>> BEGIN Extract provided
Clustering-based redshift estimation methods offer another alternative to infer redshift distributions (see e.g. Newman 2008; Ménard et al. 2013; McQuinn & White 2013; Morrison et al. 2017; Scottez et al. 2018; Gatti et al. 2018; van den Busch et al. 2020; Hildebrandt et al. 2021; Gatti et al. 2022; Cawthon et al. 2022; Rau et al. 2023; Wright et al. 2025). Unlike photo-z, clustering-redshifts techniques statistically infer the redshift properties for entire bins instead of individual galaxies. Furthermore, this approach is independent of photometric uncertainties, observations over smaller deep fields, or representative spectroscopic samples.

The clustering-redshifts method relies on angular cross-correlations between spectroscopic samples, with secure redshifts, and photometric samples. Samples that overlap in redshift trace the same underlying dark matter field and are consequently correlated in their position. The amplitude of this angular correlation provides insight into their redshift overlap, which results in the measurement of the redshift distribution of the photometric samples. This amplitude is degenerate with galaxy biases (of both samples), however, which makes the measurement of these biases, and their redshift evolution, a critical step (McQuinn & White 2013; Gatti et al. 2018; Naidoo et al. 2023). While the galaxy bias for the spectroscopic sample can be directly constrained through auto-correlation functions, it is more challenging to estimate the galaxy bias for the photometric sample (van den Busch et al. 2020; Cawthon et al. 2022), and is sometimes evaluated using simulations (Gatti et al. 2022).
>> END Extract provided
>> BEGIN Stored records
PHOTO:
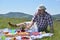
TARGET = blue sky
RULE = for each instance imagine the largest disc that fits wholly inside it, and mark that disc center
(29, 6)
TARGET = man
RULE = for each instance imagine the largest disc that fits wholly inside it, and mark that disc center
(25, 24)
(42, 19)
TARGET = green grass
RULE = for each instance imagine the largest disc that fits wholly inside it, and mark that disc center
(4, 24)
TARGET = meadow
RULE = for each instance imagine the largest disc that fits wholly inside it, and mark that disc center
(4, 24)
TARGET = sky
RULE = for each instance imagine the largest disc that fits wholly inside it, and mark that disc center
(29, 6)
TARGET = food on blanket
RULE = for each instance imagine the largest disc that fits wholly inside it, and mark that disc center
(25, 38)
(6, 32)
(23, 29)
(35, 33)
(23, 34)
(14, 38)
(18, 31)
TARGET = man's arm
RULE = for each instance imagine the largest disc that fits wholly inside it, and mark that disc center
(50, 23)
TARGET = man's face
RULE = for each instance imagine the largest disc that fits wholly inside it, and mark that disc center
(41, 11)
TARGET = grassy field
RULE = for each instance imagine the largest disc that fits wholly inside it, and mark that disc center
(4, 24)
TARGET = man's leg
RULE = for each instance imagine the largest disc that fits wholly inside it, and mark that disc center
(12, 24)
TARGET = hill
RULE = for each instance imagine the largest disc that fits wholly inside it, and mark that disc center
(56, 17)
(16, 15)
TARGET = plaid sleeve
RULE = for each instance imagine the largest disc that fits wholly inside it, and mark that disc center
(50, 20)
(34, 18)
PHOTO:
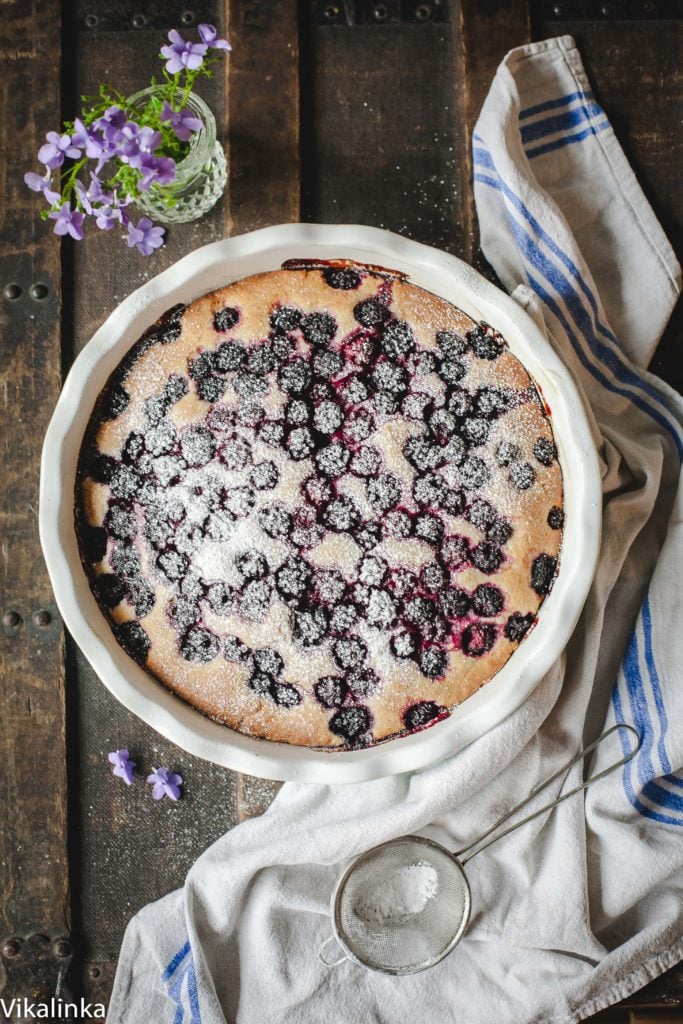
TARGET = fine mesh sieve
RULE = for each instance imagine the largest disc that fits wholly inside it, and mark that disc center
(403, 905)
>> END Stored records
▸ **Work required**
Repeat everything in the clustering-redshifts passage from "Clustering-based redshift estimation" down to "representative spectroscopic samples.". The labeling lines are separate from the passage on clustering redshifts.

▸ **Response to the exercise**
Clustering-based redshift estimation methods offer another alternative to infer redshift distributions (see e.g. Newman 2008; Ménard et al. 2013; McQuinn & White 2013; Morrison et al. 2017; Scottez et al. 2018; Gatti et al. 2018; van den Busch et al. 2020; Hildebrandt et al. 2021; Gatti et al. 2022; Cawthon et al. 2022; Rau et al. 2023; Wright et al. 2025). Unlike photo-z, clustering-redshifts techniques statistically infer the redshift properties for entire bins instead of individual galaxies. Furthermore, this approach is independent of photometric uncertainties, observations over smaller deep fields, or representative spectroscopic samples.